## Records for the exercise
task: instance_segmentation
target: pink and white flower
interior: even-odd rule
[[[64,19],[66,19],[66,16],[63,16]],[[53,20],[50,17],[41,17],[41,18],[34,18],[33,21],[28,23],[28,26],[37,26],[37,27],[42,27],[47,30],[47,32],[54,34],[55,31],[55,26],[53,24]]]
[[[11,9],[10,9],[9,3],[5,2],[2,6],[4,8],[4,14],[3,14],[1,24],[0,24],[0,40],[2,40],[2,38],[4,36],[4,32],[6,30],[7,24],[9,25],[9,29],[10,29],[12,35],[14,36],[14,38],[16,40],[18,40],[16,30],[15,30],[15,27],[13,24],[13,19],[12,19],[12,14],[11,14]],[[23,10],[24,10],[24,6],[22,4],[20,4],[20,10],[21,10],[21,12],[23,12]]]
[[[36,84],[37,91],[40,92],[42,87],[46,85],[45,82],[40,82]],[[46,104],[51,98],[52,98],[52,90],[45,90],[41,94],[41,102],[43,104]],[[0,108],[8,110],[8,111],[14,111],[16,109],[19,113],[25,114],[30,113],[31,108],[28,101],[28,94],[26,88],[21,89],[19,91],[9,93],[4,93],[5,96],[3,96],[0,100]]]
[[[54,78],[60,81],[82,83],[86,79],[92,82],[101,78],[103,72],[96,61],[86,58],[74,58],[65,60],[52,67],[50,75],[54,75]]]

* * *

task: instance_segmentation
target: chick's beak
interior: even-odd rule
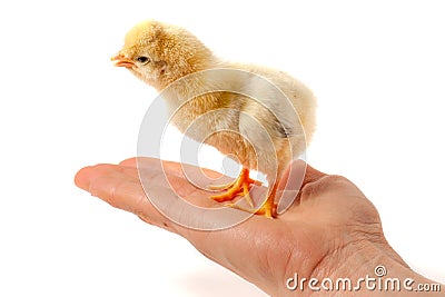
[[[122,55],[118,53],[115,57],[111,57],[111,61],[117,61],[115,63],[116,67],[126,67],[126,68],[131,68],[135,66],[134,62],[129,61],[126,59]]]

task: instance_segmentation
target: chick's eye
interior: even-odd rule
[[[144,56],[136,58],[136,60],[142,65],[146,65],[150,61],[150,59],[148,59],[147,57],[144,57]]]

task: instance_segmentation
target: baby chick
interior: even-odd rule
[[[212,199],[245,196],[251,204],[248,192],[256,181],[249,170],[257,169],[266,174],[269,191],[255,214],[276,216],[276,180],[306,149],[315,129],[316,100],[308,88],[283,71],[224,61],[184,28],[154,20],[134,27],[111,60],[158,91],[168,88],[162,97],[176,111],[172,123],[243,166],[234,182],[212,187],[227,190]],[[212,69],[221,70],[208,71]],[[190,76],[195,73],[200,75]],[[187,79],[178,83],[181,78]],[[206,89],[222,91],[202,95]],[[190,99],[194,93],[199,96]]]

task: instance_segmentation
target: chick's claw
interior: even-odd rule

## What is required
Which rows contain the string "target"? Pull out each of those rows in full, treating uppercase and lowercase as different.

## Completed task
target: pink and white flower
target: chick's beak
target: chick's eye
target: baby chick
target: chick's claw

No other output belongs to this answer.